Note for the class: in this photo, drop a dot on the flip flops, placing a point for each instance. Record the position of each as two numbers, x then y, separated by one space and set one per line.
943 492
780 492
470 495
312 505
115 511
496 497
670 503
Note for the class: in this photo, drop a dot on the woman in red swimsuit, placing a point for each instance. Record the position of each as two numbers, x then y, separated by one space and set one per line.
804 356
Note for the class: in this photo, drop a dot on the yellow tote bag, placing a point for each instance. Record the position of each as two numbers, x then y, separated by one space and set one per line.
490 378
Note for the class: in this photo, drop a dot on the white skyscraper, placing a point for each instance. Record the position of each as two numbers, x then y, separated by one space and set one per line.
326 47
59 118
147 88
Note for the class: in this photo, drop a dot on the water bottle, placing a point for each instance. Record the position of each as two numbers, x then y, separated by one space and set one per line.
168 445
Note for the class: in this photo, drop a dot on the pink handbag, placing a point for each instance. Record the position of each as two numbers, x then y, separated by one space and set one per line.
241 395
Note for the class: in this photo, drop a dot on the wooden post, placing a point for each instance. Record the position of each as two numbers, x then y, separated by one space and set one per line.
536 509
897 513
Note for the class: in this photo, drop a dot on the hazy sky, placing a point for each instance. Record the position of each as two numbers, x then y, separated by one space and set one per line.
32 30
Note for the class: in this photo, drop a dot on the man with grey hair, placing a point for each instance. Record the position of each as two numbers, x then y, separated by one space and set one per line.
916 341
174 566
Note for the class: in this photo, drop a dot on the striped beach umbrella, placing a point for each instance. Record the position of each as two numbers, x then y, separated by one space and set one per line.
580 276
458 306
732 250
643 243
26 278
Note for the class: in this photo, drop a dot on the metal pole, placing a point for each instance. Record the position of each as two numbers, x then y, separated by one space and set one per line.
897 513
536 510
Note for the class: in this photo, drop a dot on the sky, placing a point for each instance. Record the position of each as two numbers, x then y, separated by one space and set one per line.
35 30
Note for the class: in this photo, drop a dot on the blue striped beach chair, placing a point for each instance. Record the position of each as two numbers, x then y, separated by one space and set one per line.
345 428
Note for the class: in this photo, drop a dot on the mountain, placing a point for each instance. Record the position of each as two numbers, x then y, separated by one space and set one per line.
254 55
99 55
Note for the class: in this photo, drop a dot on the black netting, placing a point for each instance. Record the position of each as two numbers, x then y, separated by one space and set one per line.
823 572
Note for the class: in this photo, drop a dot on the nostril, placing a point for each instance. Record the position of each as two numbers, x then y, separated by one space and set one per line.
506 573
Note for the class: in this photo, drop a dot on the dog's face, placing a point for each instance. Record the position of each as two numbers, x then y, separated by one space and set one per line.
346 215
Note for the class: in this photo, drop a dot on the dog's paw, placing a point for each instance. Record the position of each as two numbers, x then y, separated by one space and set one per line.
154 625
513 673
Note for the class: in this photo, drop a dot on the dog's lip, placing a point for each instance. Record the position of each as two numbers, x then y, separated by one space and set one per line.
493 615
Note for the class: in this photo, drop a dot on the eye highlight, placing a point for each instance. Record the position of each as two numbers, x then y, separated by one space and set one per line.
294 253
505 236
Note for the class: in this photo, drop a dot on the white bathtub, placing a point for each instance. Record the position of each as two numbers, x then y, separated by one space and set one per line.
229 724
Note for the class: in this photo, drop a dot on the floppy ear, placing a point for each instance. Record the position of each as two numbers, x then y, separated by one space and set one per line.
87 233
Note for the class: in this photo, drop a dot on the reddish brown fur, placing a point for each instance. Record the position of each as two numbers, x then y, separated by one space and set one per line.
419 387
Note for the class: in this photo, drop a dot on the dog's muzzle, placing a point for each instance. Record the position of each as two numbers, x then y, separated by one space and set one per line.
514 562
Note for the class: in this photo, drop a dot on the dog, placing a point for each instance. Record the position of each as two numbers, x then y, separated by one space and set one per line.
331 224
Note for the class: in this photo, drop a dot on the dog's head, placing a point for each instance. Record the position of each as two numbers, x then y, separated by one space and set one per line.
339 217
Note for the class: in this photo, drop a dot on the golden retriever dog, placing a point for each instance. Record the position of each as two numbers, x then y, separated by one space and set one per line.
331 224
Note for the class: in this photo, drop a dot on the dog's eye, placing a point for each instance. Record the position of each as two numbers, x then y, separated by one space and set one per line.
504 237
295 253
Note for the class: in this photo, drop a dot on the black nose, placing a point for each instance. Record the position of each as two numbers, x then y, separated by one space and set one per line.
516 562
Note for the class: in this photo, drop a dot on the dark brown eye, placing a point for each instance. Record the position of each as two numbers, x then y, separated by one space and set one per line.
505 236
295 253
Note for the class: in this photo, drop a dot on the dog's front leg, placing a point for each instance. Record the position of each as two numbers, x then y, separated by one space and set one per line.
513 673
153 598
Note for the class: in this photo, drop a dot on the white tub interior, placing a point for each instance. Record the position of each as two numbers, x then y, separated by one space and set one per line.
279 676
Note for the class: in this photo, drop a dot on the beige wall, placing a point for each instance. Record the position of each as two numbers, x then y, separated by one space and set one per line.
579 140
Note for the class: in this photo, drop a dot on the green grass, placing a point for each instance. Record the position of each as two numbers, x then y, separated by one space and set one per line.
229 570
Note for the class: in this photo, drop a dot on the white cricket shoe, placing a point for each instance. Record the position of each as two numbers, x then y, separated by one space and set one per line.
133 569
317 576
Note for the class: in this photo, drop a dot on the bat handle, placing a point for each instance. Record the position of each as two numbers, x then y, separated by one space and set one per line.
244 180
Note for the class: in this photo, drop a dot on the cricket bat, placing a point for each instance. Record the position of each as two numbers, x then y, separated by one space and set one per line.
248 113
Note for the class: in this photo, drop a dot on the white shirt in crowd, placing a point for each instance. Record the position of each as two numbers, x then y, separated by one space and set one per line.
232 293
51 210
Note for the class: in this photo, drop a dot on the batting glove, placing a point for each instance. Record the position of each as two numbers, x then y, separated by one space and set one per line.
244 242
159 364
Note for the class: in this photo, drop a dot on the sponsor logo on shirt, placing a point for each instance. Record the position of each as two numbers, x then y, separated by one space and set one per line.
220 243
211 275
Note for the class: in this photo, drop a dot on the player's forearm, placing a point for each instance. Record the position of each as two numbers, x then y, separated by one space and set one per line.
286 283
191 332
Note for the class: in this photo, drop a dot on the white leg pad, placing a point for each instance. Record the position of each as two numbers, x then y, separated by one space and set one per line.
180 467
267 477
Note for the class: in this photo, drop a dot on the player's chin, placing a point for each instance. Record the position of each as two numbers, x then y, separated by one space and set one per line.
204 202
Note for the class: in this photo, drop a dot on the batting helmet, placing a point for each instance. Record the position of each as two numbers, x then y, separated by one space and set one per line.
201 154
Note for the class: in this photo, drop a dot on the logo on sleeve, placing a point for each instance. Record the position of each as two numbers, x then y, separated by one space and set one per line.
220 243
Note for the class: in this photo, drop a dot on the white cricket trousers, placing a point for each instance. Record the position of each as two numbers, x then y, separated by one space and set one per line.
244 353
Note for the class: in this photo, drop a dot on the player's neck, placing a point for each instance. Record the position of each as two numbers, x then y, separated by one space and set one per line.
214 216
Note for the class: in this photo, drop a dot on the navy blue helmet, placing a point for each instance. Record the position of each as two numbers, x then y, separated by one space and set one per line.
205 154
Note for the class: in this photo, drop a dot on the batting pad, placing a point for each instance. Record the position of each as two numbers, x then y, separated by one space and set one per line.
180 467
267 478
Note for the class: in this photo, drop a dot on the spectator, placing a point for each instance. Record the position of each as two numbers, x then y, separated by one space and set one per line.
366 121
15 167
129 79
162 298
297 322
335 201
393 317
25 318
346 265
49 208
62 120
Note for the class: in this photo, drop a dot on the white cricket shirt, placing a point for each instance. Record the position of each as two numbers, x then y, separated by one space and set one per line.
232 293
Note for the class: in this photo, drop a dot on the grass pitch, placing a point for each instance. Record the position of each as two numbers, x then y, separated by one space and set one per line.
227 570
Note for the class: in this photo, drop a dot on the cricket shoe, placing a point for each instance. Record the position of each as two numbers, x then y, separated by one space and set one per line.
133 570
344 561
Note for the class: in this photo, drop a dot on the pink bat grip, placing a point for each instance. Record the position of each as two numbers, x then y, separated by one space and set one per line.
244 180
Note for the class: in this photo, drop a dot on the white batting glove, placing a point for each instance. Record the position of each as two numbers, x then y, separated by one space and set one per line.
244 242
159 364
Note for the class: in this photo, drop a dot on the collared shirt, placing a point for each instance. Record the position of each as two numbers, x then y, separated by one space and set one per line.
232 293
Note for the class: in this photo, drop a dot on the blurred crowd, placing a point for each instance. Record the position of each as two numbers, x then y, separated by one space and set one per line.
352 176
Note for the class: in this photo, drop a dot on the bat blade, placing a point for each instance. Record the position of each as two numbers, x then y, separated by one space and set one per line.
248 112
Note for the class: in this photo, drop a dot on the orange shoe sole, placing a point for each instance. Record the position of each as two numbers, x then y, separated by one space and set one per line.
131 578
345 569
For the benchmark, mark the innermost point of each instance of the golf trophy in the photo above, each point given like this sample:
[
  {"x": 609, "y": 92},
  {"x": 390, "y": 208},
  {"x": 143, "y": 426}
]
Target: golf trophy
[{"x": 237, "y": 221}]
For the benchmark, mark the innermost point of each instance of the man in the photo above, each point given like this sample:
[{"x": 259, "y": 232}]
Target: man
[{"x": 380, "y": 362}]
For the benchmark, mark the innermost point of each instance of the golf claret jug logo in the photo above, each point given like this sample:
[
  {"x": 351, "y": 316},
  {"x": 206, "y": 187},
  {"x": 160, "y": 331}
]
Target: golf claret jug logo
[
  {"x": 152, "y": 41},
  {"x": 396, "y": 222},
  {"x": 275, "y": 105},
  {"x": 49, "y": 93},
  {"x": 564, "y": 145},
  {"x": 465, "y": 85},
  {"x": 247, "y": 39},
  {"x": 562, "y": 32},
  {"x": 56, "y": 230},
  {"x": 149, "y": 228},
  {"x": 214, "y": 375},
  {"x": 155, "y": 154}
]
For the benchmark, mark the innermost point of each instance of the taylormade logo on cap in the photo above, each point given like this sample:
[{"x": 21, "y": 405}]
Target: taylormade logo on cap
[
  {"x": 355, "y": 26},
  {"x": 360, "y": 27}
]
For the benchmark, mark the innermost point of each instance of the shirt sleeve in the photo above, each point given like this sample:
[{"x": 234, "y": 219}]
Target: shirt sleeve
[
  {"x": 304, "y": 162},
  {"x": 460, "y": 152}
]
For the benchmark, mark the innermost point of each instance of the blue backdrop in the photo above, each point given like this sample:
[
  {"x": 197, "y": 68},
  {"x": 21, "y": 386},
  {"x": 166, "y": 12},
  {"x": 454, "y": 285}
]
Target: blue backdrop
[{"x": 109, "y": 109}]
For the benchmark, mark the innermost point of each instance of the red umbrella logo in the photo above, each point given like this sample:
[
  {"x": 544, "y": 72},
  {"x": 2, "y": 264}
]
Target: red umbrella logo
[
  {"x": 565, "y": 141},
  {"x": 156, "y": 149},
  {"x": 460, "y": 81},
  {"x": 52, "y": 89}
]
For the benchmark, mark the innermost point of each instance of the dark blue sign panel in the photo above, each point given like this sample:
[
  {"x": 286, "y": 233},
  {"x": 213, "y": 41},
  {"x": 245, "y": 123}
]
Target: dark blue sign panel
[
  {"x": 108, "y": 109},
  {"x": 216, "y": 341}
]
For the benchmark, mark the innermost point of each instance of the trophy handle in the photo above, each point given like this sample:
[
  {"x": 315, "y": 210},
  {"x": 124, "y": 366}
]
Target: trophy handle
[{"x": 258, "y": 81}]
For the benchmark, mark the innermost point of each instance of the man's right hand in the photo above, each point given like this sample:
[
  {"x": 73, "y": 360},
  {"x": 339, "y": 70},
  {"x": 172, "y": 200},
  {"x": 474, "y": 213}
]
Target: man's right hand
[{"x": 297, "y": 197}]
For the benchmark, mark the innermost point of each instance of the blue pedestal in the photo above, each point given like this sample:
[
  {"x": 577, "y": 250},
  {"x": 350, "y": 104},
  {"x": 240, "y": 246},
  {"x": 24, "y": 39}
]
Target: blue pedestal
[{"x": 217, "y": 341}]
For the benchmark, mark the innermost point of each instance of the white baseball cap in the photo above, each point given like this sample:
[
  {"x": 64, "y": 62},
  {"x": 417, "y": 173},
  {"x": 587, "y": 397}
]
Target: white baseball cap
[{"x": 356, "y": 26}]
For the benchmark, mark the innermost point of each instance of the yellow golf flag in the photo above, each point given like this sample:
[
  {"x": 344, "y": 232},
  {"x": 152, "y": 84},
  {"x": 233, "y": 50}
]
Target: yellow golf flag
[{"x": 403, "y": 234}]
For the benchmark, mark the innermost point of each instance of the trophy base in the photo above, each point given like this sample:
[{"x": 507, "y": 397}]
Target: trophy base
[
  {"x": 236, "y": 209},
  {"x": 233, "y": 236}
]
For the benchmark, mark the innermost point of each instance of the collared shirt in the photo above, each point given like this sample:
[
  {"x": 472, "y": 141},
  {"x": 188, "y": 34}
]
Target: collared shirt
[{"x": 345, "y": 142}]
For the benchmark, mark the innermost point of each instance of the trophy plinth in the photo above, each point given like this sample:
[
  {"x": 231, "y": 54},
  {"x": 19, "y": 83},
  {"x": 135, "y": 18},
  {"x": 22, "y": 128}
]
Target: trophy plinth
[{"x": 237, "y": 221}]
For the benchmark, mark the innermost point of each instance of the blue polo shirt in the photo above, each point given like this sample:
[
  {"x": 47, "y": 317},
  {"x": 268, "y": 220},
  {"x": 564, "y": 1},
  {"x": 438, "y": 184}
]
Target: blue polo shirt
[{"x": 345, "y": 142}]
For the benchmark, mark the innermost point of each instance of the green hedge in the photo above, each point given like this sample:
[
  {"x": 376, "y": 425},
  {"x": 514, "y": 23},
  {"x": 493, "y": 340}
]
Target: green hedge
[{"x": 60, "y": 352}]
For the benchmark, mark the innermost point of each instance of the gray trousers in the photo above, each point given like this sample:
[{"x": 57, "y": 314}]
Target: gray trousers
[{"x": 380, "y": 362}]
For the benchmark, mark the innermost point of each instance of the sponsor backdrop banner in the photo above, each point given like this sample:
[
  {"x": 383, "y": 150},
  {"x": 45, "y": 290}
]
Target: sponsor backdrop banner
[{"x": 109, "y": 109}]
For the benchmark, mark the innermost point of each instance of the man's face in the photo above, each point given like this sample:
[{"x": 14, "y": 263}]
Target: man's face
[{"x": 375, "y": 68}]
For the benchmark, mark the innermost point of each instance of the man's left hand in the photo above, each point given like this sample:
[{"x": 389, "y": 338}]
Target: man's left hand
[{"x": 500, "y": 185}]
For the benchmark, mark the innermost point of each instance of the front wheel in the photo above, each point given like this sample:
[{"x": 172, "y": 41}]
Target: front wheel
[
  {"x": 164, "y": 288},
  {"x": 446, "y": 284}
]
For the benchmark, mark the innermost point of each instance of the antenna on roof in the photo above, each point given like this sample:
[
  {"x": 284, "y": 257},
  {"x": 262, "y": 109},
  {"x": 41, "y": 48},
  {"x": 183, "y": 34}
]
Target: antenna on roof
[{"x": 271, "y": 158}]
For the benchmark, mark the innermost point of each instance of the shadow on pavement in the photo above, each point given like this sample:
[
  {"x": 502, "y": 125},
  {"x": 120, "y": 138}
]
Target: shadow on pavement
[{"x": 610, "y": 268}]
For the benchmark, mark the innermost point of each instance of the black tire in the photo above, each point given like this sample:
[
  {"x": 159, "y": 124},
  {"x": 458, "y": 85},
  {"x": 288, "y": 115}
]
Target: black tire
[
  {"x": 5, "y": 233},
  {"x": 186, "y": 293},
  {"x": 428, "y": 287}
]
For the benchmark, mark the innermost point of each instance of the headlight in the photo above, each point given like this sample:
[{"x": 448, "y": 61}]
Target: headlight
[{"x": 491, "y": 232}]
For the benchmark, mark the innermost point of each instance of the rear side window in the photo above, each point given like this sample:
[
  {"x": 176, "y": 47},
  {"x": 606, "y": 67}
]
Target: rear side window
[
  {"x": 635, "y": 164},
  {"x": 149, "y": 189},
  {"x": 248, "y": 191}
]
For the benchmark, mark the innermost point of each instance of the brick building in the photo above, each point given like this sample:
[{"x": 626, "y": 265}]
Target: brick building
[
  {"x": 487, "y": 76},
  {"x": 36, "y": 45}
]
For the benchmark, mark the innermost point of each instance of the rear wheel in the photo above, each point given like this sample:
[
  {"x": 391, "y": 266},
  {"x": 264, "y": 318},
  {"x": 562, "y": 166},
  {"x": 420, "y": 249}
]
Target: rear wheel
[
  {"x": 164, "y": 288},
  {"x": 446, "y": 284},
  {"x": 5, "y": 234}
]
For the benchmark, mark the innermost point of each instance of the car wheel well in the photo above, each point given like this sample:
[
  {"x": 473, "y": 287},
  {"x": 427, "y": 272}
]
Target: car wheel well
--- --- ---
What is asked
Rescale everything from the line containing "of the brick" down to the end of the rows by writing all of those lines out again. Multiply every x and y coordinate in the answers by 1.95 and round to whole numbers (halves go up), leaving everything else unchanged.

The answer
For the benchmark, mark the innermost point of each instance of the brick building in the photo above, each point given like this sample:
[{"x": 626, "y": 265}]
Target: brick building
[
  {"x": 950, "y": 148},
  {"x": 70, "y": 88}
]
For the benchmark, mark the innermost point of each instance of the rear wheel in the photo above, each point given like this sample:
[
  {"x": 391, "y": 266},
  {"x": 264, "y": 318},
  {"x": 562, "y": 166},
  {"x": 420, "y": 249}
]
Target: rear wheel
[
  {"x": 320, "y": 562},
  {"x": 870, "y": 554},
  {"x": 10, "y": 456}
]
For the benchmark, mark the innermost point of each instance of the car wheel well in the photo above, each point given like this sample:
[
  {"x": 473, "y": 287},
  {"x": 427, "y": 272}
]
Target: car wheel well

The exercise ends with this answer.